**Document excerpt**
┏━━
I bleev they add some sort of inhibitor these days.
--
Marc
The dinosaurs became extinct because they didn't have a space program. - Larry Niven
date: Wed, 03 Sep 2008 20:20:58 +0100
author: Znep
|
Re: Humbug cookbook
Rusty Hinge 2 wrote:
> from Guy King contains these words:
> > from Rusty Hinge 2 contains these words:
>
> > > > Nope, it was sodium chlorate and sugar, laboriously packed into an empty
> > > > sparklets cartridge.
>
> > > The only thing I can goove of then, is static caused by the laborious
> > > packing.
>
> > You don't think lighting it and holding on to it for a few seconds
> > before throwing it so as to see an air-burst might have been behind it?
>
> Oh, I doubt it - only a complete fule would do such a thing...
Thobut afterwards he'd likely be an incomplete fule.
Richard
date: Thu, 04 Sep 2008 06:50:03 GMT
author: (Richard Bos)
|
Re: Humbug cookbook
The message
from Znep contains these words:
> I bleev they add some sort of inhibitor these days.
They always did, but it still goes bang quite satisfyingly.
--
Skipweasel
Eagles may soar, but weasels don't get sucked into jet engines.
date: Thu, 4 Sep 2008 08:12:57 +0100
author: Guy King
|
Re: Humbug cookbook
Guy King wrote:
>
> You don't think lighting it and holding on to it for a few seconds
> before throwing it so as to see an air-burst might have been behind it?
┗━━
**Provided material**
┏━━
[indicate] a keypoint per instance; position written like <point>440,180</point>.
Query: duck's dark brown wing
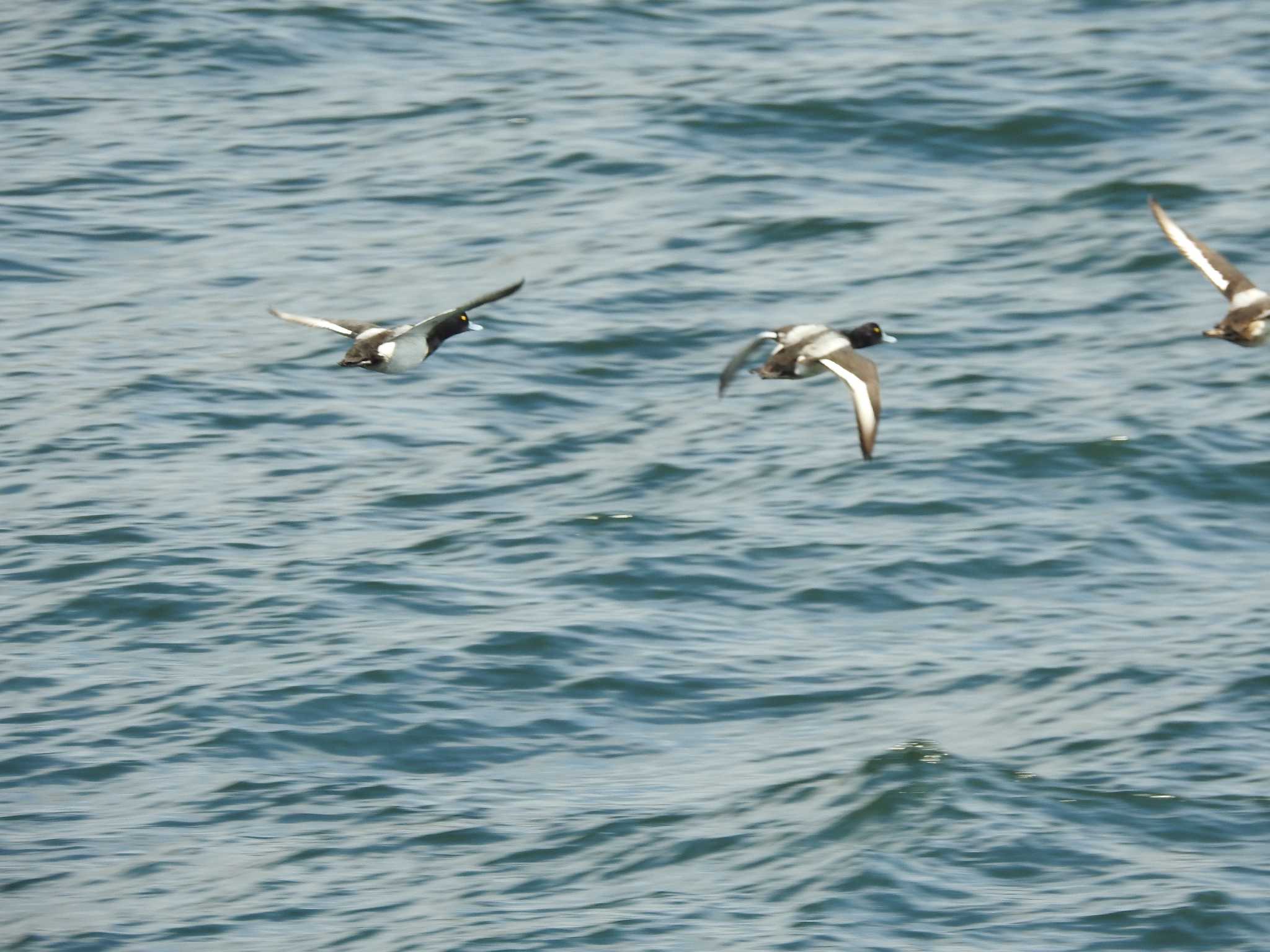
<point>742,356</point>
<point>1212,265</point>
<point>349,329</point>
<point>470,306</point>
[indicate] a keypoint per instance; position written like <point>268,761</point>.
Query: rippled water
<point>545,646</point>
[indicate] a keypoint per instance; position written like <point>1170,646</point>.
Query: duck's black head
<point>868,335</point>
<point>450,327</point>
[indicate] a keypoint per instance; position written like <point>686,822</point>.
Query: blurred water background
<point>545,646</point>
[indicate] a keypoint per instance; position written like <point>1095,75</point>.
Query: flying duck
<point>398,350</point>
<point>1245,323</point>
<point>808,350</point>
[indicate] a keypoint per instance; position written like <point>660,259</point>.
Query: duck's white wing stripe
<point>1213,266</point>
<point>323,324</point>
<point>866,419</point>
<point>1185,244</point>
<point>1246,298</point>
<point>735,362</point>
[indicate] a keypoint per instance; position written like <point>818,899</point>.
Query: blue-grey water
<point>544,646</point>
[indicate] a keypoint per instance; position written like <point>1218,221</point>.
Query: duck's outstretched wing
<point>1212,265</point>
<point>469,306</point>
<point>349,329</point>
<point>735,362</point>
<point>860,375</point>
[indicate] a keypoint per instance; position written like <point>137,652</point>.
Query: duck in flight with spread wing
<point>808,350</point>
<point>1245,323</point>
<point>398,350</point>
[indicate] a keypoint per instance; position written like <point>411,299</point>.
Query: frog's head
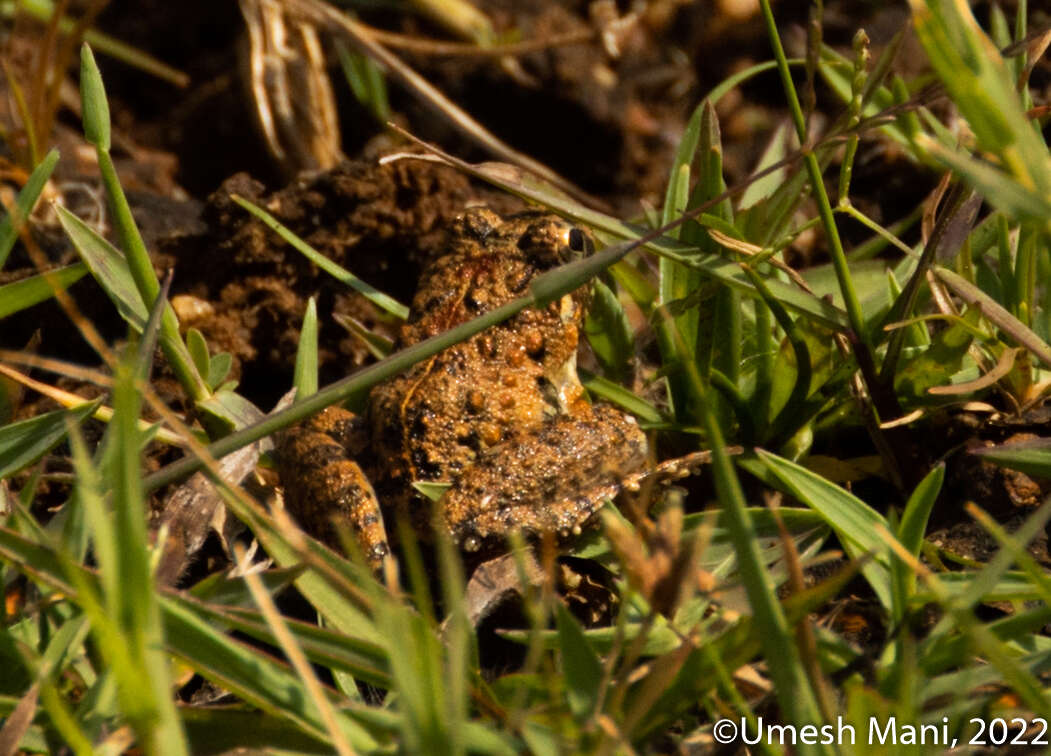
<point>549,241</point>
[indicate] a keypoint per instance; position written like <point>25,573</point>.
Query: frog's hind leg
<point>325,488</point>
<point>548,481</point>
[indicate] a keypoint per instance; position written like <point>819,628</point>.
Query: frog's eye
<point>576,240</point>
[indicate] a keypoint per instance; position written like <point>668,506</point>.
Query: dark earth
<point>182,151</point>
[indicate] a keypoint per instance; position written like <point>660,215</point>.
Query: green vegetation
<point>751,353</point>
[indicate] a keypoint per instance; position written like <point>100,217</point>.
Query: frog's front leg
<point>324,486</point>
<point>550,479</point>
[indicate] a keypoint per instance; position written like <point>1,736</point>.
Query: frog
<point>501,417</point>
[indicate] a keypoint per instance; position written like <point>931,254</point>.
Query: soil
<point>610,125</point>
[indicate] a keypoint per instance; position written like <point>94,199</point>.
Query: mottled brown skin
<point>501,416</point>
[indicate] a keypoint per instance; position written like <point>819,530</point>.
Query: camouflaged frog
<point>501,417</point>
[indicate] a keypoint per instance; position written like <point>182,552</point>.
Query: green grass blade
<point>384,302</point>
<point>996,314</point>
<point>305,374</point>
<point>144,687</point>
<point>23,443</point>
<point>249,674</point>
<point>24,293</point>
<point>1032,457</point>
<point>108,267</point>
<point>13,221</point>
<point>853,520</point>
<point>581,666</point>
<point>984,89</point>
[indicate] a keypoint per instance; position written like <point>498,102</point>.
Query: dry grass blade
<point>361,39</point>
<point>291,89</point>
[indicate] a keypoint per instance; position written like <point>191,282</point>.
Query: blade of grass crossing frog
<point>609,332</point>
<point>997,187</point>
<point>580,665</point>
<point>366,80</point>
<point>24,293</point>
<point>384,302</point>
<point>305,374</point>
<point>15,218</point>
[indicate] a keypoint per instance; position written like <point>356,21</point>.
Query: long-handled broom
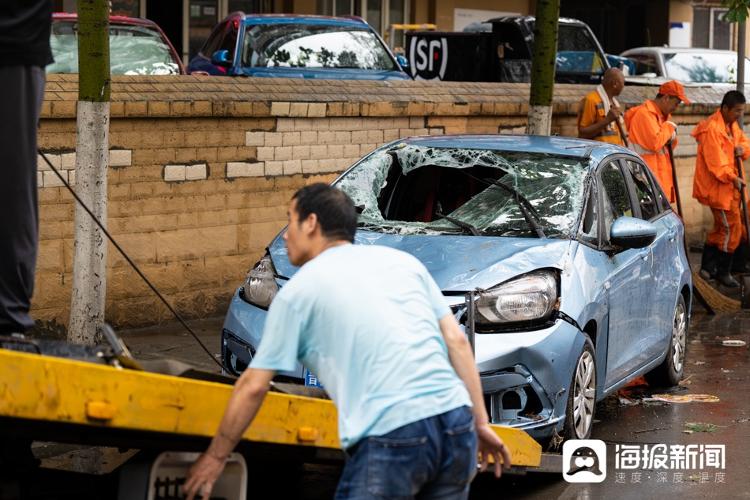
┗━━
**Exercise requirements**
1. List every date given in the "date:" lines of the Humbug cookbook thread.
2. Please reproduce the records, starting at the beginning of the records and ending at the line containing "<point>549,241</point>", with requests included and every answer point coordinate offset by 137, while the sample positions in the requests stay unchanged. Leave the pictures out.

**Answers given**
1.
Wed, 03 Sep 2008 20:20:58 +0100
Thu, 04 Sep 2008 06:50:03 GMT
Thu, 4 Sep 2008 08:12:57 +0100

2.
[indicate] a keypoint per instance; position written like <point>440,180</point>.
Query: duck's dark brown wing
<point>879,493</point>
<point>1349,402</point>
<point>486,466</point>
<point>607,443</point>
[indicate] a keypoint per instance; position written like <point>268,761</point>.
Query: rippled water
<point>682,783</point>
[indicate] a keypoint per instance; position written like <point>1170,646</point>.
Query: duck's black head
<point>1005,472</point>
<point>587,464</point>
[indicate] a keypoint per instance; position written like <point>686,822</point>.
Query: blurred water background
<point>682,783</point>
[indicate] a keypoint per instance; position written like <point>1095,75</point>.
Query: flying duck
<point>535,487</point>
<point>1382,460</point>
<point>945,487</point>
[indicate] a keypoint per instance; position written like <point>660,259</point>.
Query: duck's white wing stripe
<point>1350,403</point>
<point>460,461</point>
<point>1003,556</point>
<point>1322,381</point>
<point>1383,435</point>
<point>872,499</point>
[indicate] a keypoint per instance; position written like <point>818,899</point>.
Query: blue-grey water
<point>681,783</point>
[indicate] a keypoint per instance; position written like <point>1218,221</point>.
Query: duck's outstretched wing
<point>1349,402</point>
<point>606,443</point>
<point>486,466</point>
<point>872,499</point>
<point>997,512</point>
[indicate] a keypoint per instance; position written like <point>137,652</point>.
Query: duck in flight with spread wing
<point>945,487</point>
<point>1382,460</point>
<point>535,487</point>
[indicate] a keypoint per instance; position written like <point>411,299</point>.
Query: frog's head
<point>686,378</point>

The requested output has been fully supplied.